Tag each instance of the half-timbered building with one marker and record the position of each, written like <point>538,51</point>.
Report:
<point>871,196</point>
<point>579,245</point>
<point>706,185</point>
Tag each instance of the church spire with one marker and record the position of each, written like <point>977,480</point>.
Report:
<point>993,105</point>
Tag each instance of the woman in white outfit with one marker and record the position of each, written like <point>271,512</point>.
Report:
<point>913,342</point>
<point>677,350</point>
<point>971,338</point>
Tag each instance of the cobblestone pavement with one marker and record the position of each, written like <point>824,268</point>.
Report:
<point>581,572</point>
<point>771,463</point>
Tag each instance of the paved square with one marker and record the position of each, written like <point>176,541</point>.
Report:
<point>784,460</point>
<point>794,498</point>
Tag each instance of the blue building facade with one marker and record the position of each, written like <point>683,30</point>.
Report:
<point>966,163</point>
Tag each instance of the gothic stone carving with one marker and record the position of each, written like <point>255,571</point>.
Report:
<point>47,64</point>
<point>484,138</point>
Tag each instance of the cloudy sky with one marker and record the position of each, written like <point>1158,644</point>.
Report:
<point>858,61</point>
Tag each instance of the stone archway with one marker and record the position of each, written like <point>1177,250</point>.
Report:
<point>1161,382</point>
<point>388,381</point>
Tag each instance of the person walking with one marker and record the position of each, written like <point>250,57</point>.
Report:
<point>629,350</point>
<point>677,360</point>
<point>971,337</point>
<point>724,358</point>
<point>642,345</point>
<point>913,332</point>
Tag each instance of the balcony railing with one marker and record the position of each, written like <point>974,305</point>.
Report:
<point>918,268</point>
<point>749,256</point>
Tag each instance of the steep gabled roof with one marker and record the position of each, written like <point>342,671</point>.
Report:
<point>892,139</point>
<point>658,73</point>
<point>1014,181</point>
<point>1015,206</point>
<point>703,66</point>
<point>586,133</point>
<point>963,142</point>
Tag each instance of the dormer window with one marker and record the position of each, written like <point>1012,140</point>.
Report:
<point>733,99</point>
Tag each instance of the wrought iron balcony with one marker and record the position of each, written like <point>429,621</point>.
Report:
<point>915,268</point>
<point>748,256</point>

◆ ◆ ◆

**WORK ORDER:** The full listing above should be transcribed exactly.

**EXERCISE OUTPUT:**
Tag each instance of the half-timbered building with one marker and record the position of each, written like <point>538,51</point>.
Report:
<point>871,196</point>
<point>579,245</point>
<point>706,185</point>
Tag each instance of the church spire with one marker and record the position of each, written like <point>977,480</point>.
Report:
<point>993,105</point>
Tag each instance of the woman in white outfit with one marker and record the position of each, written like <point>271,512</point>.
Report:
<point>913,342</point>
<point>677,350</point>
<point>971,338</point>
Tag each instance of the cobblestone pavement with one marker and record the position of each, written like <point>824,268</point>.
Report:
<point>581,572</point>
<point>771,463</point>
Tag each instance of the paved square with one marker and record the position of each, written like <point>176,541</point>.
Report:
<point>784,460</point>
<point>794,498</point>
Tag each instance of the blue building facade with one marker and record the position of each, written like <point>683,30</point>.
Report:
<point>966,163</point>
Tag each instance of the gothic stone carving with one marker and record the position of each, written like <point>255,571</point>.
Report:
<point>47,64</point>
<point>484,138</point>
Tag each instance of the cloudy sky with one marker and record the position of each, written like <point>1158,644</point>.
Report:
<point>858,61</point>
Tag each instance of the stone archway with one marker and record the position of each, written like <point>1177,250</point>.
Report:
<point>1161,382</point>
<point>388,381</point>
Tag each instance of the person walking with one marker and record the position of each, written like <point>250,57</point>.
Report:
<point>629,350</point>
<point>677,360</point>
<point>971,337</point>
<point>724,358</point>
<point>642,345</point>
<point>913,332</point>
Tag each instance of the balcony railing with one marker and record the position of each, written like <point>974,305</point>.
Report:
<point>918,268</point>
<point>749,256</point>
Tag each instance of the steep gabled roof with one marker and record the position of each, written like <point>342,671</point>.
Report:
<point>892,139</point>
<point>658,73</point>
<point>1014,181</point>
<point>1015,206</point>
<point>703,66</point>
<point>586,133</point>
<point>963,142</point>
Tag each instance of the dormer window with one marker and record the position of each, written like <point>1012,140</point>.
Report:
<point>733,99</point>
Tag each instance of the wrought iron balcony with one marker and record the position of each, written like <point>429,621</point>.
Report:
<point>915,268</point>
<point>748,256</point>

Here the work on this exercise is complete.